# [Problem to solve]
Only an exact copy of the records below will serve as the answer.

Natural language region descriptions
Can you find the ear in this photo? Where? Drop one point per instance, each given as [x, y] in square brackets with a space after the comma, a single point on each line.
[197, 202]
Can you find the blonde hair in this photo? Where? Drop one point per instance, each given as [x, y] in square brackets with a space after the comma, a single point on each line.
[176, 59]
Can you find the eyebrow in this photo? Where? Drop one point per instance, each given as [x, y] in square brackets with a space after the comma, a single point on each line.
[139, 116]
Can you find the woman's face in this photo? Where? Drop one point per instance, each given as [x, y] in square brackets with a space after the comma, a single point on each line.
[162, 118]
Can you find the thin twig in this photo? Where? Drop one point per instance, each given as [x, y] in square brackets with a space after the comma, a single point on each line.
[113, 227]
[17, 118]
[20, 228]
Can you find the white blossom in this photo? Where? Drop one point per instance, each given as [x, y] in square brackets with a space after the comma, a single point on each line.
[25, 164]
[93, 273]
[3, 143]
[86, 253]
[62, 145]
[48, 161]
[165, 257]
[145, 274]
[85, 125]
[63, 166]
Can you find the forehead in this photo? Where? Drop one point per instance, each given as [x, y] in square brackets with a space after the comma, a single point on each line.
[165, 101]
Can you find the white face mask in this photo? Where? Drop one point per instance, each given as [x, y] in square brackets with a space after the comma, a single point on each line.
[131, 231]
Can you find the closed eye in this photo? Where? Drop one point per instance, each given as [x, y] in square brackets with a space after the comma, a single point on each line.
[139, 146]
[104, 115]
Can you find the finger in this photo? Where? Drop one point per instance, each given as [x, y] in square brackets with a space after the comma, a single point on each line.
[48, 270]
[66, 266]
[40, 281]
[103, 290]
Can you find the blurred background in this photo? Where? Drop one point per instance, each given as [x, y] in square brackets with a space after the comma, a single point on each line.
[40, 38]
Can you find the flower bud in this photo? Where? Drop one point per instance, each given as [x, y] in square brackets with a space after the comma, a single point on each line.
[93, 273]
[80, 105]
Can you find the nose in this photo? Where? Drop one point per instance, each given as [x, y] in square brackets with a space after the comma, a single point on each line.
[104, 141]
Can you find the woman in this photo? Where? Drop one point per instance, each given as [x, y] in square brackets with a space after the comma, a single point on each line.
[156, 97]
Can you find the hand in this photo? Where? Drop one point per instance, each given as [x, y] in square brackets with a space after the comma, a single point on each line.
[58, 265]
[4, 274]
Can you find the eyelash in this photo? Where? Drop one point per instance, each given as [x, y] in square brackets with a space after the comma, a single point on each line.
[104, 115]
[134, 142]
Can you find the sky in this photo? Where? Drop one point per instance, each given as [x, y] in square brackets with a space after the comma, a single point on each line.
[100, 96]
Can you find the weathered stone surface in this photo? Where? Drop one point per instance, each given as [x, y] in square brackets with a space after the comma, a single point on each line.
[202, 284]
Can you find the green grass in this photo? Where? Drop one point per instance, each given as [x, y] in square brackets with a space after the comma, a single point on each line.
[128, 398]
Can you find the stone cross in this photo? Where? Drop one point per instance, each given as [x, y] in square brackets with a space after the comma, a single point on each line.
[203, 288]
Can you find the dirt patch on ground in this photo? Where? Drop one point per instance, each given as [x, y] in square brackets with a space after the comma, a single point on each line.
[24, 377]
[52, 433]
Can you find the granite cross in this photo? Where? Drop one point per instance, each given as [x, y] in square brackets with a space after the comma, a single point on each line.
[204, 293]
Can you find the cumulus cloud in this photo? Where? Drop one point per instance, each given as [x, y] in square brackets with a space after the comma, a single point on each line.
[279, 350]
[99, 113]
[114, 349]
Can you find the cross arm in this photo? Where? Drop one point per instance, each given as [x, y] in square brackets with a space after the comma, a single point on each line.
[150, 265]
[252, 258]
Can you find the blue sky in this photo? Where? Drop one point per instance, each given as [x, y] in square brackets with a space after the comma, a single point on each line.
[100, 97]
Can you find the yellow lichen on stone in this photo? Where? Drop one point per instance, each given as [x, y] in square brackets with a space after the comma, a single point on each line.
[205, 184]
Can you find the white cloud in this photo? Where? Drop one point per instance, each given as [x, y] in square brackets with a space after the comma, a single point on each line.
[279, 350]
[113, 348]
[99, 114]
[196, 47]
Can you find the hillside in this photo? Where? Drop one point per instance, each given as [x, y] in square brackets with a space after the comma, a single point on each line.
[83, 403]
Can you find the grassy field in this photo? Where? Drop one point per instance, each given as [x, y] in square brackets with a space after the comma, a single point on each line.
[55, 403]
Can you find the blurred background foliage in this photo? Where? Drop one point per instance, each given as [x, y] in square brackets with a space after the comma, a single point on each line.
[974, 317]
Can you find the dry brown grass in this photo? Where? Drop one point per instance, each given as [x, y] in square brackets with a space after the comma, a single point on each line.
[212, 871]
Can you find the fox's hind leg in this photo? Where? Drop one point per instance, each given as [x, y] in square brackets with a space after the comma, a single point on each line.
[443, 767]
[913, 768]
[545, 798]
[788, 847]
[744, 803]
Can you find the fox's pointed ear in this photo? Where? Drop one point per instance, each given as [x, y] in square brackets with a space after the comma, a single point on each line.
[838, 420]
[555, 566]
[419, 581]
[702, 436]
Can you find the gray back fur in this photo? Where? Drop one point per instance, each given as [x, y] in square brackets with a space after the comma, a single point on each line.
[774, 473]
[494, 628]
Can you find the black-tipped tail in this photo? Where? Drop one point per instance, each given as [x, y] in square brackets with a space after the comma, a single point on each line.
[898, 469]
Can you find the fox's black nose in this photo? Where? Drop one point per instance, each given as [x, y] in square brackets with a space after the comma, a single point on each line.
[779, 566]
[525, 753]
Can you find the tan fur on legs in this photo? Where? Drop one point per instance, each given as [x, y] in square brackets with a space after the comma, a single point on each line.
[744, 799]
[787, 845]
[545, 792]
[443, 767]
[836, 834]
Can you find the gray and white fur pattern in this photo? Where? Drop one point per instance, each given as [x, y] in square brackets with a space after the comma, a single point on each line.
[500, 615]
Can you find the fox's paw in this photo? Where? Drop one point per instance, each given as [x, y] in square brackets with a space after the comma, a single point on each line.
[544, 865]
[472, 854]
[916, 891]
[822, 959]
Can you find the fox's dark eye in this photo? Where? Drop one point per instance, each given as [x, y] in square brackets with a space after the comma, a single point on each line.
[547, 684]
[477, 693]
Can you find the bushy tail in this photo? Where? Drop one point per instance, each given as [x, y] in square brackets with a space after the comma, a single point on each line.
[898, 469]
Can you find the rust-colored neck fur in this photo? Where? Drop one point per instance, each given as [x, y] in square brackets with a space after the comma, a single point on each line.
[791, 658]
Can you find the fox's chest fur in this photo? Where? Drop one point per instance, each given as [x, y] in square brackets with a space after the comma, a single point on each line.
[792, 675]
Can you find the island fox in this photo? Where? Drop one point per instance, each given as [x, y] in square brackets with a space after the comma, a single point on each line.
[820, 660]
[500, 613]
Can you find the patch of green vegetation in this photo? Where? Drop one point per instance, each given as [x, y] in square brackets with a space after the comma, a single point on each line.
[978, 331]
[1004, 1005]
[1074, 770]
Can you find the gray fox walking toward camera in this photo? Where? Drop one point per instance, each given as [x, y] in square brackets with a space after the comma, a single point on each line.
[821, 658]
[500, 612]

# [Your response]
Can you find the ear in this photo? Where? Drop one point per instance, each given as [x, y] in square brackets with a space after the comma, a single point on each line.
[197, 202]
Can you find the blonde hair in this photo? Where? Drop one point per instance, each given as [x, y] in square brackets with a space after the comma, a single point on each line.
[176, 59]
Can you find the eyebrow in this photo? Where? Drop one point per instance, each given as [x, y] in square brackets with a space after the comma, a single point on each line.
[139, 116]
Can you find the woman's face in this photo? Where? Drop one point per instance, each given as [x, y] in square brackets with a space after the comma, a single point on each line.
[162, 118]
Can you find the thin twig in this photo? Where? Drop one point per instance, each given as [x, y] in square brackets with a space after the comma, a single point on each line.
[113, 227]
[17, 118]
[20, 228]
Can you find the white blossom in this photo? Where? Drop one point per instance, each given as [x, y] in square brackets with a space after the comma, a single point on each line.
[25, 164]
[93, 273]
[3, 143]
[86, 253]
[62, 145]
[48, 161]
[165, 257]
[145, 274]
[85, 125]
[63, 166]
Can you find the forehead in this photo? Where? Drop one point per instance, each given as [x, y] in square brackets with a space after the comma, a single point on each line.
[165, 101]
Can you find the white face mask in this photo? Where? Drop one point per instance, each given as [x, y] in square brackets with a space after the comma, a single point on each line.
[131, 231]
Can you find the closed eye in this photo? Where? Drop one point per instance, each given as [x, y] in square brackets with a space after the comma, a single point on each line.
[139, 146]
[104, 115]
Can you find the finger in this photo? Where? Drop one point per instance, each given as [x, y] in square brackets with a space after the comma, a single point on each line.
[48, 270]
[66, 266]
[40, 281]
[103, 290]
Can you find the blurred background in this photo? Where? Drop one point per instance, each given as [x, y] in square brackets with a space after the comma, a single point on each line.
[40, 38]
Can you find the flower bud in this photo? Where? Drop one point per instance, each given as [x, y] in square brackets with a space after the comma, a single point on each line.
[93, 273]
[80, 105]
Can you find the nose in this photo? Where? Drop one point per instance, each given as [x, y] in square brackets with a space after the comma, a single point on each line.
[104, 141]
Can you find the woman in this photo? Where? Drop one point per instance, each given as [x, y] in square brackets with a space after the comma, a single point on each line.
[156, 97]
Can you find the hand in this photo? Where? Drop one point per instance, each given as [x, y] in square brackets with a space after the comma, a single point on each line.
[58, 265]
[4, 274]
Can you find the eyelash in this photo? Where? Drop one point per instance, each given as [x, y] in square brackets with a space after the comma, a single point on each line.
[104, 115]
[134, 142]
Can you find the sky in this photo? Where? Drop one point per instance, each given as [x, y] in square brackets with a space after the comma, a single point on each line.
[100, 96]
Can you find the weathered stone surface in this photo? Where? Drop one point per instance, each given as [x, y] in square brackets with a space after the comma, a single point on each line.
[202, 284]
Can you find the green grass in this photo? Where? Drop one point per instance, each given as [x, y] in square brackets with a space after the comma, a single point on each line.
[128, 398]
Can you find the stone cross in this photo? Where? Drop one point per instance, each given as [x, y] in square brackets with a space after the comma, a single point on each line.
[203, 288]
Can you find the dirt patch on ground in this photo? Where? Drop one point per instance, each given as [x, y] in square brackets with a space after the comma, a single point on each line.
[24, 377]
[52, 433]
Can you find the granite cross in this photo? Where? Drop one point per instance, each given as [x, y] in square brackets with a space after the comma, a single point on each line.
[204, 293]
Can you find the cumulus cloud in this photo? Where? Drop one point per instance, each given as [x, y] in square brackets with a space after the comma, a single point on each line.
[279, 350]
[99, 113]
[114, 349]
Can you find the cross arm in this photo? Where? Drop one point per instance, each given as [x, y] in square brackets with a space after the comma, a single point on each line.
[150, 265]
[252, 258]
Can you find the blue sky in this photo? Where? Drop one point per instance, each given as [x, y] in square brackets with a space after the comma, a single point on each line.
[100, 97]
Can you find the yellow lichen on stone in this photo? Where? Drop one point per instance, each given as [x, y] in square brackets with a space after the comma, a single point on each line.
[205, 184]
Can you find the white cloud in this photo? Where? Drop one point per instance, each given as [x, y] in square brackets with a space after the comma, a single point on each line.
[279, 350]
[113, 348]
[99, 114]
[196, 47]
Can you find the hillside in this photo? Where? Drop one point per instance, each given as [x, y] in square brackets with a space after the comma, a single point on each line.
[83, 403]
Can you find the grassy field in this photo? Where? Drop one point per instance, each given as [x, y] in square brackets with a space after the comma, a single point on each line.
[55, 403]
Can you find the blurred background foliage in this photo? Where? Drop one point per instance, each given as [x, y] in square brackets with a space after the comma, a single point on each line.
[974, 317]
Can you find the dry brown grass in this photo? Where? Drop one point per instance, each given as [x, y] in square brackets with a space after the comma, a single point on each line.
[212, 871]
Can you find the fox's hind leg in this photo? Where? Drop one point per instance, each given as [x, y] in square brackets with a space after the comma, a single point on each line.
[443, 767]
[913, 768]
[545, 798]
[788, 847]
[744, 803]
Can you find the fox's pointed ear in this photo? Where? Drop one point per instance, each given as [x, y] in square brackets with a space after the comma, a single point on each line.
[838, 420]
[555, 566]
[419, 581]
[702, 436]
Can you find the gray back fur in this photo? Where? Drop one point per instance, each given as [x, y] in square brackets with a space after the comma, a single point on each line.
[774, 473]
[494, 628]
Can you find the black-tipped tail in this photo? Where? Drop one point per instance, each given as [x, y] in square brackets with a space after the comma, a single point on each line.
[898, 469]
Can you find the fox's black nose in this photo? Where? Drop one point per instance, each given as [x, y] in square brackets with a space after the comma, a single point on each line.
[779, 566]
[525, 753]
Can you find the tan fur on legs in this photo? Where? Drop one point per instance, each given as [x, y] in square brackets with a space after the comma, a single point on each line.
[744, 799]
[787, 845]
[545, 792]
[443, 767]
[836, 834]
Can you find the gray and white fur pattern in this photo? Where? Drop one point per instance, each given as [x, y] in square brackets with a space after the comma, a single point on each line.
[500, 615]
Can you find the fox's paw in this photo? Where? Drop one point per instance, each given as [x, y] in square brackets with a space after the comma, a single point on each line.
[544, 865]
[472, 854]
[916, 891]
[822, 959]
Can you find the fox's dark eye in this photo? Where? Drop one point per instance, each given as [x, y] in square brackets with a space after the comma, a single point on each line.
[547, 684]
[477, 693]
Can you find the bushy tail in this photo? Where? Drop one point per instance, each given as [x, y] in square brackets with a space after the comma, a single point on each line.
[898, 469]
Can you find the rust-colored neck fur in this photo? Where? Drop one point per instance, each given as [x, y] in square brackets with a space after the comma, a single point on each line.
[791, 658]
Can you find the fox's chest fur in this photo? Where? Drop one point per instance, each given as [x, y] in square brackets with a space after the comma, a single point on each line.
[792, 675]
Can you find the island fox in this photo? Where? Drop one point per instance, each given as [x, y] in square brackets with a space after the comma, a single point on each line.
[820, 660]
[500, 613]
Can you find the patch of green vegetation in this photo? Where? Drop one point per instance, each given as [x, y] in square brackets with a space after the comma, a single point on each line.
[978, 331]
[1004, 1005]
[1074, 770]
Can you find the gray fox walking toward camera in this photo? Where? Drop one point per instance, each given as [x, y] in square brackets with a space after the comma, a single point on each line.
[821, 658]
[500, 612]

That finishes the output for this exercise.